» **Task prompt**:
Copy every one of the following lines word for word, changing nothing and leaving nothing out.

» **Information provided**:
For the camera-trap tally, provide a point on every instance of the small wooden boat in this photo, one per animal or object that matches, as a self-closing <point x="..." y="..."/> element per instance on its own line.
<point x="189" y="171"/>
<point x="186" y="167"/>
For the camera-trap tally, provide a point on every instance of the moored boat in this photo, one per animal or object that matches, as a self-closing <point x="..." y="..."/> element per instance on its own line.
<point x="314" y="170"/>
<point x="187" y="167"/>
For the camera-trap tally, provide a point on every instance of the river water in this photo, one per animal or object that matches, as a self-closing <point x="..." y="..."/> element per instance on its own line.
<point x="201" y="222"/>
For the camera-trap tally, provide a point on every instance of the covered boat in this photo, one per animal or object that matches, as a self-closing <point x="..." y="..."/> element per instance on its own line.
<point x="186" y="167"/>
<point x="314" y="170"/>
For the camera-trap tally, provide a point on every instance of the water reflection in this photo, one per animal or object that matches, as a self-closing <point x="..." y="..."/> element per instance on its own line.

» **Exercise response**:
For the camera-trap tally, provide a point on every instance of the small wooden boat in this photo, one per animal or object that matches, as a self-closing <point x="..." y="..."/> element per instance on its own line.
<point x="189" y="171"/>
<point x="186" y="167"/>
For the camera-trap tally, provide a point on every instance of the moored boat in this photo, one per animal or object that matches, as a self-closing <point x="..." y="..."/> element per instance on its own line.
<point x="314" y="170"/>
<point x="187" y="167"/>
For the camera-trap tally, provide a point on every instance of the river water in this photo, one per animal or object that matches, as a self-closing <point x="..." y="..."/> element per instance on its own line.
<point x="201" y="222"/>
For the camera-trap tally, provide a point on every instance of the covered boat in this photo, one per animal or object that matches, as a self-closing <point x="..." y="..."/> element per instance on its own line.
<point x="186" y="167"/>
<point x="314" y="170"/>
For the camera-trap tally, provide a point on every instance of the water reflection in this photo, one per animal or object that matches, as a self-closing <point x="..." y="..."/> element per instance on its own line.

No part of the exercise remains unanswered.